= What is expected =
Find every line in the rows below that contains the string "whitewater" and copy each of those lines in full.
☆ ☆ ☆ ☆
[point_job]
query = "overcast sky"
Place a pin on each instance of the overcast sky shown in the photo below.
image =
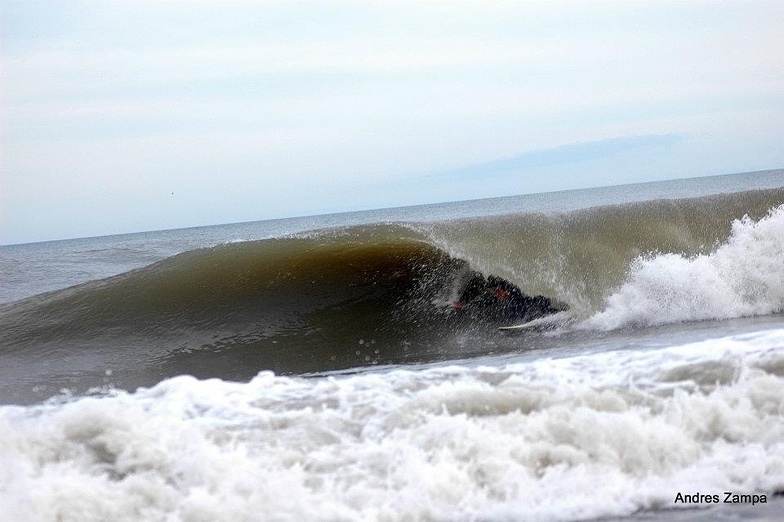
(121, 116)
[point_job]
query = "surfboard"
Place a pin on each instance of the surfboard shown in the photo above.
(548, 322)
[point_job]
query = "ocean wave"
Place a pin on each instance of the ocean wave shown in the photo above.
(744, 276)
(525, 440)
(380, 294)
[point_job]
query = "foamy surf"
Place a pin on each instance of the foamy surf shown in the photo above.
(605, 434)
(742, 277)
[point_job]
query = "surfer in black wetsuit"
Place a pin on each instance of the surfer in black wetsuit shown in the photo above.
(498, 299)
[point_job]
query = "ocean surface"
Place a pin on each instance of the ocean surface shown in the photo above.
(316, 368)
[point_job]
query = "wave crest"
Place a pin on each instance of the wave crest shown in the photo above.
(742, 277)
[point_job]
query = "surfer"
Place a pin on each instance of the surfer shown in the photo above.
(496, 298)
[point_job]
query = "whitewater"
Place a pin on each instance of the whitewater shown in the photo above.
(313, 369)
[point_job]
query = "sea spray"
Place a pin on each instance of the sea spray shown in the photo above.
(523, 441)
(743, 276)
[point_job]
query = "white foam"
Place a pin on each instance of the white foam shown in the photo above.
(742, 277)
(595, 435)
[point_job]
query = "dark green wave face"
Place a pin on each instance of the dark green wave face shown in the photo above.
(343, 298)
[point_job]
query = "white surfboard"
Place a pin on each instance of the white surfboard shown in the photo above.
(548, 322)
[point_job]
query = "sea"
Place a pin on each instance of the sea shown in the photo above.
(313, 368)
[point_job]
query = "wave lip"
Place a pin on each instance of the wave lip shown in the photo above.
(742, 277)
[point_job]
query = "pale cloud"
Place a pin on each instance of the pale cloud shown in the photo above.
(351, 105)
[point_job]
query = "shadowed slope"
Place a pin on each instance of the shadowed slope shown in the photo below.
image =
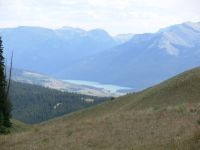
(162, 117)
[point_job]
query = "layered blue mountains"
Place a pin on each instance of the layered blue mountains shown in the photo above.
(132, 60)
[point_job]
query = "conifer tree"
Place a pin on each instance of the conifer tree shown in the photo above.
(5, 105)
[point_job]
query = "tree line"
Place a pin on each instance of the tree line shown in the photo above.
(5, 104)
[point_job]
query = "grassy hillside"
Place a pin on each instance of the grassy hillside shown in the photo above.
(163, 117)
(33, 104)
(18, 126)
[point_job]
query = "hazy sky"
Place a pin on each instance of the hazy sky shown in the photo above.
(116, 16)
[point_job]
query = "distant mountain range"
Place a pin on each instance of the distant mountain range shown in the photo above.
(64, 86)
(139, 61)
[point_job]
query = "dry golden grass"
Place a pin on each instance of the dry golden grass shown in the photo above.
(145, 129)
(164, 117)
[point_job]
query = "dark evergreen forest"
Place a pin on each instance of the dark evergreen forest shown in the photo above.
(34, 104)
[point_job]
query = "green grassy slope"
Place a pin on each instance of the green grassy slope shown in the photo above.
(163, 117)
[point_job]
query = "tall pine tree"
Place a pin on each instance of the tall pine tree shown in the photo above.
(5, 105)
☆ ☆ ☆ ☆
= Correct response =
query = "whitewater"
Place a pin on each instance of the whitewater shown in the photo above.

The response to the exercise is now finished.